● **ENTRIES**
· · · · · · ·

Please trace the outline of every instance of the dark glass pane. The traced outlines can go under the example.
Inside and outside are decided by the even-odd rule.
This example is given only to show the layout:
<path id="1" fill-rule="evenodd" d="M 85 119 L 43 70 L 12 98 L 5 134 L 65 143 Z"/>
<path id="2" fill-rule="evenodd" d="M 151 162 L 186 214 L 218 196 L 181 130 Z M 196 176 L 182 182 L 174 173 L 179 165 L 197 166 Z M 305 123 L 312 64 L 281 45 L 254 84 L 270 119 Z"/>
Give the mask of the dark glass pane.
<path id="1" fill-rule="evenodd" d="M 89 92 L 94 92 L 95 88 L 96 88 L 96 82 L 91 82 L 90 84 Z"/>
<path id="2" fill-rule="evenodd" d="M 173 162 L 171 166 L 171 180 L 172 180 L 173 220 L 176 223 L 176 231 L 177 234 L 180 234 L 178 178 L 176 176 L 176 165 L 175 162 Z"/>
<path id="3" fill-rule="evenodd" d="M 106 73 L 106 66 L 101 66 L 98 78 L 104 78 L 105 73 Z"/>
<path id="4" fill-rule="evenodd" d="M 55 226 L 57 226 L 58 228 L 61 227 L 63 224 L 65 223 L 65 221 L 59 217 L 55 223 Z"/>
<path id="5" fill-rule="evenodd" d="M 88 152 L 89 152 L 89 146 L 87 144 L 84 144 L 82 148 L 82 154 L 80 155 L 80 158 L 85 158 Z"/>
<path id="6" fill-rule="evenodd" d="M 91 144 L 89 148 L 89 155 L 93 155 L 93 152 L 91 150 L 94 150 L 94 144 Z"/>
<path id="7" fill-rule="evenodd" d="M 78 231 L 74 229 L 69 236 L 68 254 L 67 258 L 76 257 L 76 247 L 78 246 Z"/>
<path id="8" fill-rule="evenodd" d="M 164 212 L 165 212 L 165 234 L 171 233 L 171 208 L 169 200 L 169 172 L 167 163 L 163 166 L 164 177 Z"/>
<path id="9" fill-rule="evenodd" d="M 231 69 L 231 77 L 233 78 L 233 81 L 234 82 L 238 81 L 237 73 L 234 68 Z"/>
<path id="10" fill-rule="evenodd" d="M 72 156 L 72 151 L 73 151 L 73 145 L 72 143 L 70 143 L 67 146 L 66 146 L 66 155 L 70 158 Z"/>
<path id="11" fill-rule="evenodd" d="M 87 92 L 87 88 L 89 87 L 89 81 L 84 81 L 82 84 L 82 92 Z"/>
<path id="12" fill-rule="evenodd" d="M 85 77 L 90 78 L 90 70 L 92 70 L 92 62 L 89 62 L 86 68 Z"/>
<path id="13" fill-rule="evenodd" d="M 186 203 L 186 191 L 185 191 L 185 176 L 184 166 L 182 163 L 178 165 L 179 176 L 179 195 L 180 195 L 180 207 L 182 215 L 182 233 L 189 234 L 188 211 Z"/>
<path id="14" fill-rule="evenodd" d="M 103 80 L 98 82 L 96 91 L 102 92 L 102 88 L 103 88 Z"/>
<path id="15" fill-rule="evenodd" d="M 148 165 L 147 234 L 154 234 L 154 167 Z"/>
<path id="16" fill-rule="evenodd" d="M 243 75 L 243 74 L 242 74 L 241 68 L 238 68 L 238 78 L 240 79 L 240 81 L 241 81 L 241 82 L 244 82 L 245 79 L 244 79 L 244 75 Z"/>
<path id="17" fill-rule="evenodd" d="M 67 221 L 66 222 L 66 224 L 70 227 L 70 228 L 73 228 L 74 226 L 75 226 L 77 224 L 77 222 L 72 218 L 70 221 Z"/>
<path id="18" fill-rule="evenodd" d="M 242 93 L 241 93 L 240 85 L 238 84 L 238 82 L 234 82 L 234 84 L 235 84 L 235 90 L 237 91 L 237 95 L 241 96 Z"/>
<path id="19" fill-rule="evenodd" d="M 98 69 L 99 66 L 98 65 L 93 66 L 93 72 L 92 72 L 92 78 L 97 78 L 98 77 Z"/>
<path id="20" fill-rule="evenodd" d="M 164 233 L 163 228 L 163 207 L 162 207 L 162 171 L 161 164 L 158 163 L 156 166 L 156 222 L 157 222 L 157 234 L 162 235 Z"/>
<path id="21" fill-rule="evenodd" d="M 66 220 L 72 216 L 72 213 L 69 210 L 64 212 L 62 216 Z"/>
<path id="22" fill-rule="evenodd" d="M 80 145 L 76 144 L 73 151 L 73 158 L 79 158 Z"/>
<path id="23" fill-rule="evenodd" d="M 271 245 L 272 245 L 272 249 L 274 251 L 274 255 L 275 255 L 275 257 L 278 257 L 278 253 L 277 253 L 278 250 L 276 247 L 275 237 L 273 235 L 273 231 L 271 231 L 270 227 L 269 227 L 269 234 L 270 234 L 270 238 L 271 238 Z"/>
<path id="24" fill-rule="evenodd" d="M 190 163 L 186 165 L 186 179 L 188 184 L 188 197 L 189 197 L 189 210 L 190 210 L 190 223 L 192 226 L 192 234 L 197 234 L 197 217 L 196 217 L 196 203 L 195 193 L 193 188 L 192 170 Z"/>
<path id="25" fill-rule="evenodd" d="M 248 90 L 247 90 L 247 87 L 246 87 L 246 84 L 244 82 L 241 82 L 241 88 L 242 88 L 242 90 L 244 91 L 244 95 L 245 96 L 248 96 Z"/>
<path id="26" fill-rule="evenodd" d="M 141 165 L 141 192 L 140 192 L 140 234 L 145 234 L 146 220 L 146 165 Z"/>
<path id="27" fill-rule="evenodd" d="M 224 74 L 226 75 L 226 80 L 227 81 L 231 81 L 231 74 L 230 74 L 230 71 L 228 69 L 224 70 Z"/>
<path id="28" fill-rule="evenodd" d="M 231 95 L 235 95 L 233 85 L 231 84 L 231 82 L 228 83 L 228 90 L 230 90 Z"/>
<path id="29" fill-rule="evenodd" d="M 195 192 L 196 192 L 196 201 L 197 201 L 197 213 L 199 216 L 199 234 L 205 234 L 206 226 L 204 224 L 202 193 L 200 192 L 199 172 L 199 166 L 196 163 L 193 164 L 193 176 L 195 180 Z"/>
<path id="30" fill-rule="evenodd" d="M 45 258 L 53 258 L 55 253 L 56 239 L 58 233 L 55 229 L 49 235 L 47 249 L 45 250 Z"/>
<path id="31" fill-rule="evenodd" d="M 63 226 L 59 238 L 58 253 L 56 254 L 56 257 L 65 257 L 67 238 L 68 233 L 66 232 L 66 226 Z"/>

· · · · · · ·

● **WORK INSTRUCTIONS**
Reproduce the records from their first line through the line containing "85 119 L 43", including both of those lines.

● **WRITTEN ANSWER**
Please trace the outline of every instance of the dark glass pane. The traced outlines can go under the example.
Inside and outside are decided by the even-odd rule.
This example is given only to show the layout:
<path id="1" fill-rule="evenodd" d="M 85 119 L 43 70 L 12 98 L 5 134 L 65 143 Z"/>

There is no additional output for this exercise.